## [EXERCISE DESCRIPTION]
Make an exact copy of each entry, leaving out every picture.

------------------------------

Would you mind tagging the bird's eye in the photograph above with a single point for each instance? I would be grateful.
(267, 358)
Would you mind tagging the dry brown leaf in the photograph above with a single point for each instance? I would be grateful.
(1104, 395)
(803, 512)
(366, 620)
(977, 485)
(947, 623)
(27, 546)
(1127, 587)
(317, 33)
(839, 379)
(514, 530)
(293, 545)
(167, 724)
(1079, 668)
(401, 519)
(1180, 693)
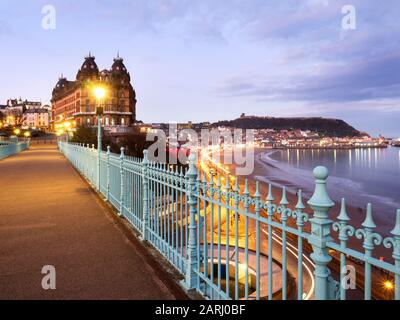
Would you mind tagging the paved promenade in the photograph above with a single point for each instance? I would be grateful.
(49, 216)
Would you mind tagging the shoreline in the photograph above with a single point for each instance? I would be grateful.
(356, 214)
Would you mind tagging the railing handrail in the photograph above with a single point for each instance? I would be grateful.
(177, 212)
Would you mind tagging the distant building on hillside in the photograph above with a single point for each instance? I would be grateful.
(26, 114)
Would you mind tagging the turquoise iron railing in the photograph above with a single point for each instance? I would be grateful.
(9, 148)
(229, 244)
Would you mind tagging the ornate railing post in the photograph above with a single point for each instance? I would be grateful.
(108, 174)
(394, 242)
(191, 254)
(320, 233)
(121, 170)
(145, 182)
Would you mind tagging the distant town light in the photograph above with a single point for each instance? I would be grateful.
(99, 93)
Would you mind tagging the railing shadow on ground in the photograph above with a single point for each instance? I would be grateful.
(199, 224)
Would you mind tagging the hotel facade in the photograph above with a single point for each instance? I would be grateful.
(74, 102)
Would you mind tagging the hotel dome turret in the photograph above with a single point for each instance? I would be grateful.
(75, 100)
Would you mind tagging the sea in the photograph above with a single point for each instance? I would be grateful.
(361, 176)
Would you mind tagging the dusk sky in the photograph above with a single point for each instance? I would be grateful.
(212, 60)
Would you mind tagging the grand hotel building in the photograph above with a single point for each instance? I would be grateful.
(74, 101)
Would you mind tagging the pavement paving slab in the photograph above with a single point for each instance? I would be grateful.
(50, 216)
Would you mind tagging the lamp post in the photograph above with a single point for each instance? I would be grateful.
(100, 93)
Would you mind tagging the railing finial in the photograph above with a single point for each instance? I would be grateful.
(369, 221)
(343, 216)
(396, 230)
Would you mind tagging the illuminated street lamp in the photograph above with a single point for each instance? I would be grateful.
(99, 93)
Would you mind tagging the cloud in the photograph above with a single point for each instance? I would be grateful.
(373, 79)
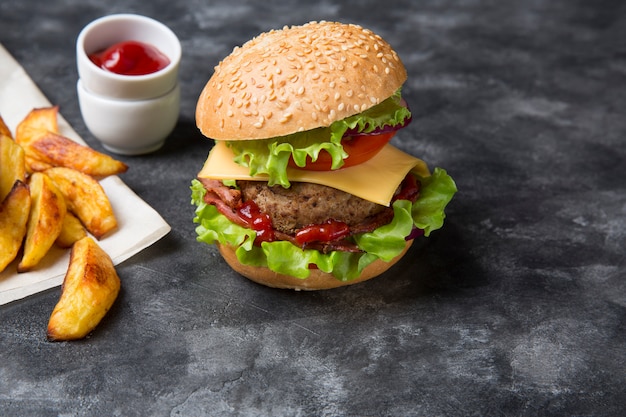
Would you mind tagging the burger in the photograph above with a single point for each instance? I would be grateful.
(301, 188)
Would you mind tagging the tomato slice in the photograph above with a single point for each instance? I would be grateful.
(359, 148)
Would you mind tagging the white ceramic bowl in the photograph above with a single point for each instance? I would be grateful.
(129, 127)
(109, 30)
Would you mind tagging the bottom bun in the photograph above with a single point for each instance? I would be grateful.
(317, 280)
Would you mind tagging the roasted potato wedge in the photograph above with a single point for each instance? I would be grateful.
(11, 164)
(45, 222)
(14, 212)
(89, 289)
(56, 150)
(85, 198)
(36, 122)
(38, 133)
(4, 129)
(72, 231)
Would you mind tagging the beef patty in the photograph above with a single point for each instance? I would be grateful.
(304, 204)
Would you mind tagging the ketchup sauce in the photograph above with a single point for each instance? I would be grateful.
(130, 58)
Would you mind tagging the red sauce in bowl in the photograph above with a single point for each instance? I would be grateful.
(130, 58)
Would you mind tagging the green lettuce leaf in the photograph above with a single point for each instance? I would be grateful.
(384, 243)
(271, 156)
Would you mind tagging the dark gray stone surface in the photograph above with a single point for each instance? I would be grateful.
(516, 307)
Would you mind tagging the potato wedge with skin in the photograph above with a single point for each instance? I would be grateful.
(35, 165)
(85, 198)
(14, 212)
(89, 289)
(57, 150)
(72, 231)
(45, 222)
(37, 121)
(12, 166)
(4, 129)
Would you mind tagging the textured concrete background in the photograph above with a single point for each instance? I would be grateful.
(516, 307)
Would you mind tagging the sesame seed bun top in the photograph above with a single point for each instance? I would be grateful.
(297, 79)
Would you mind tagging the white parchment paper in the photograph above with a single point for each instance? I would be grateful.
(139, 225)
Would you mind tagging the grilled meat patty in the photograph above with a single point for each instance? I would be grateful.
(304, 204)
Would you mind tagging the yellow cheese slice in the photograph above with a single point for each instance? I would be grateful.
(375, 180)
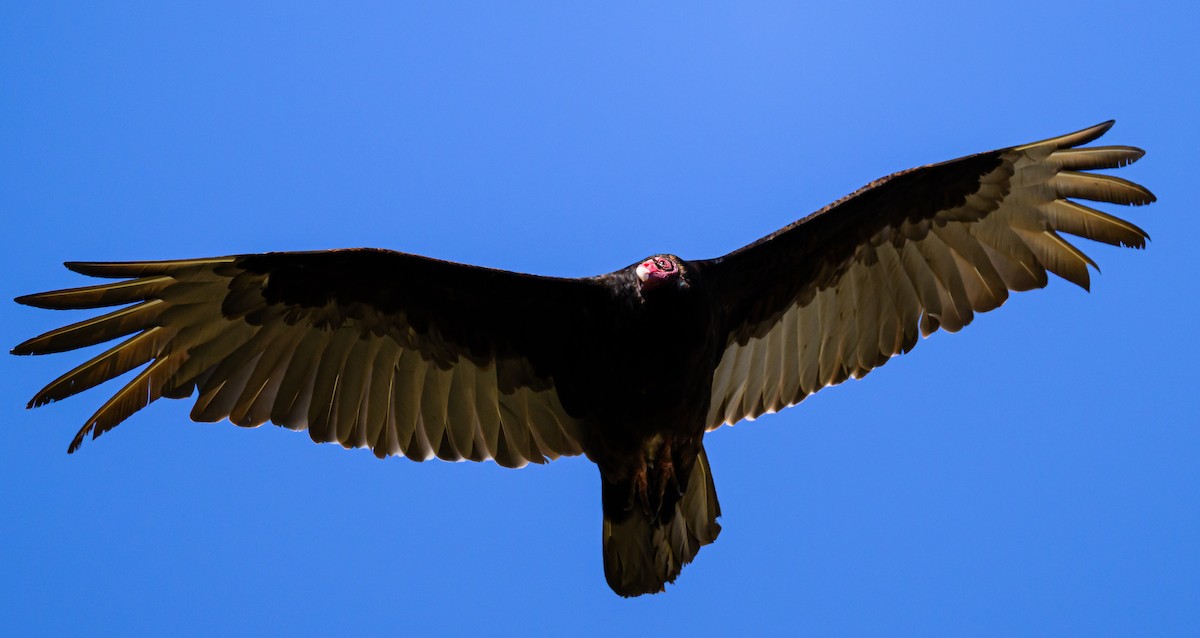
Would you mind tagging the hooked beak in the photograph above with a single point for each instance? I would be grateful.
(643, 272)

------------------------------

## [EXERCISE OUTPUT]
Would you mind tagging the bird's eye in the photograph above with a single point for each instance? I would be grateful.
(267, 358)
Would you mind tagging the dry brown leaf in the photograph above with a single point for each instance? I would be grateful.
(1104, 395)
(803, 512)
(366, 620)
(977, 485)
(947, 623)
(27, 546)
(1127, 587)
(317, 33)
(839, 379)
(514, 530)
(293, 545)
(167, 724)
(1079, 668)
(401, 519)
(1180, 693)
Would you mind tagging the paved promenade in the photograph above with a single point for each instance? I would be grateful.
(49, 216)
Would you mind tagging the shoreline in the photograph above with a single point for each instance? I would be grateful.
(356, 214)
Would you mind tagging the railing handrail in the photograph above with a single point for each instance? I would be grateful.
(177, 212)
Would you mind tagging the distant building on hillside in the photograph above with a single point for each instance? I would be grateful.
(26, 114)
Would you mind tagging the turquoise iron railing in the photograph above with a single point for each instance? I would be grateful.
(9, 148)
(229, 244)
Would you mind tagging the ornate railing post in the photograph above with a single point for each instance? I would be grateful.
(108, 174)
(394, 242)
(191, 254)
(320, 233)
(121, 170)
(145, 182)
Would you mind tagging the distant town light in the photograph above with a single point for each instance? I would be grateful.
(99, 93)
Would you mind tagging the railing shadow on ground in the photograph above with a single point for each instance? I would be grateful.
(199, 224)
Would you mind tagging the hotel facade in the photograph above with a single point for each instance? I would be grateful.
(74, 102)
Would you mind tagging the hotel dome turret in the photograph above with a single point for each instance? I would be grateful.
(75, 100)
Would you mind tagging the sea in the photograph above with a single point for each instance? I would be grateful.
(361, 176)
Would you mind tagging the dusk sky in the photograph above with a single point for each instance? I would be grateful.
(212, 60)
Would you mind tagging the grand hotel building in the photograph above with a single point for each instance? I would be grateful.
(74, 101)
Would you mind tagging the pavement paving slab in the photograph above with a single point for each instance? I would be grateful.
(50, 216)
Would you mind tagging the lamp post in the photograph above with a single point for each instance? I would be grateful.
(100, 93)
Would you mind tagging the railing finial in the photograph above with a single point for each instance? I would be grateful.
(369, 221)
(343, 216)
(396, 230)
Would you mind tagging the illuminated street lamp in the photograph above with a single point for each instance? I would be grateful.
(99, 93)
Would you mind tagging the cloud in the photograph above with a single point for each instance? I would be grateful.
(373, 79)
Would you mind tagging the burger in the photograph above with a single point for each instance? I would be grateful.
(301, 188)
Would you mind tagging the tomato slice in the photograph above with a single point for each instance? I would be grateful.
(359, 148)
Would you mind tagging the white ceramic bowl in the photograph above with a single point for each instance? I would be grateful.
(129, 127)
(109, 30)
Would you mind tagging the bottom bun in the photograph above with a single point for each instance? I would be grateful.
(317, 280)
Would you mind tagging the roasted potato wedge in the photograph above with a single point for each instance? I would be grateful.
(11, 164)
(45, 222)
(14, 212)
(89, 289)
(56, 150)
(85, 198)
(36, 122)
(38, 133)
(4, 129)
(72, 231)
Would you mind tagging the beef patty in the photograph above with a single point for each instance? I would be grateful.
(304, 204)
Would you mind tagging the ketchup sauce in the photograph above with a single point for each instance? I would be grateful.
(130, 58)
Would you mind tagging the red sauce in bowl in the photograph above with a single point for each instance? I would be grateful.
(130, 58)
Would you mind tagging the green lettuce leaf in the photograph above with a single point for each instance? I would be grateful.
(384, 243)
(271, 156)
Would you mind tagging the dark gray stone surface in the photograph above with a single point for each instance? I would be grateful.
(516, 307)
Would you mind tagging the potato wedge with skin in the photograph above with a single point for each instance? I would be grateful.
(35, 165)
(85, 198)
(14, 212)
(89, 289)
(57, 150)
(72, 231)
(45, 222)
(37, 121)
(12, 166)
(4, 129)
Would you mind tagging the textured concrete background in the photograph above with a single point for each instance? I would be grateful.
(516, 307)
Would you mind tagging the sesame seed bun top in the photograph above with a single point for each instance? I would be grateful.
(297, 79)
Would you mind tagging the white parchment paper in the photograph above with a single point for each instance? I would be grateful.
(139, 225)
Would you mind tagging the grilled meat patty in the photograph above with a single point for each instance? I would be grateful.
(304, 204)
Would you mind tagging the yellow cheese slice in the photograph above with a single point for each instance? I would be grateful.
(375, 180)
Would you mind tagging the hooked beak in the photograph above with a single point for each instance? I would be grateful.
(643, 272)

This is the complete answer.